[BEGIN TASK MATERIAL]

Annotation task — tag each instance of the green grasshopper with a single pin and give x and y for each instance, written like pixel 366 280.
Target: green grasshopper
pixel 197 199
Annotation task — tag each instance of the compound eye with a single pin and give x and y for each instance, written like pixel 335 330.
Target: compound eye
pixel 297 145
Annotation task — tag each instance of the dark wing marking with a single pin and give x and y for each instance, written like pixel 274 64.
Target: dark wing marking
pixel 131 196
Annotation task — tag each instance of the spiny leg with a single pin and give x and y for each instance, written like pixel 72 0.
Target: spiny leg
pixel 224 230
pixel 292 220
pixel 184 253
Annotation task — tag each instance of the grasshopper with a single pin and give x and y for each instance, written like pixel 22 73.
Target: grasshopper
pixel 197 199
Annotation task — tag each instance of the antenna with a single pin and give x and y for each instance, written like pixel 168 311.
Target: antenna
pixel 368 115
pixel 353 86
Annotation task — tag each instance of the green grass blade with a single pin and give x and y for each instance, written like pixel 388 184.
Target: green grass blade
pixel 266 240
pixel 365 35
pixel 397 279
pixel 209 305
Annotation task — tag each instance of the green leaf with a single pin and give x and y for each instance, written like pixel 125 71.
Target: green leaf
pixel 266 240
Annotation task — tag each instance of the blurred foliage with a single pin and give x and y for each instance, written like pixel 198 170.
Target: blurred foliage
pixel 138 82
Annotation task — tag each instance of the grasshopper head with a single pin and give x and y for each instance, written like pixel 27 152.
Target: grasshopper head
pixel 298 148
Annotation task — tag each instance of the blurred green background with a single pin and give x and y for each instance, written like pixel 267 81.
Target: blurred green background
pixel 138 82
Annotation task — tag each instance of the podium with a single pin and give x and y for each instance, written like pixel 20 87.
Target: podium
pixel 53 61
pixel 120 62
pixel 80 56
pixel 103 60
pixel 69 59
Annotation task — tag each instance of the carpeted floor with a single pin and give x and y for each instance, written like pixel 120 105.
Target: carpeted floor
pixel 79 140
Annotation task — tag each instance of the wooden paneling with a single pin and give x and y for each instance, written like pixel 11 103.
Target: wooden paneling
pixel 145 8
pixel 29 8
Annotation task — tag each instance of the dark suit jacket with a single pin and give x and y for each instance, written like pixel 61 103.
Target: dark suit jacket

[END TASK MATERIAL]

PROMPT: Change "dark wing marking" to "dark wing stripe" in the stretch from the line containing "Annotation task — tag each instance of the dark wing" through the line containing "pixel 131 196", and write out only those lines, with everything else left the same.

PROBLEM SOLUTION:
Annotation task — tag each instance of the dark wing stripe with a single pin and give x and y for each instance, written like pixel 274 64.
Target: dark wing stripe
pixel 131 196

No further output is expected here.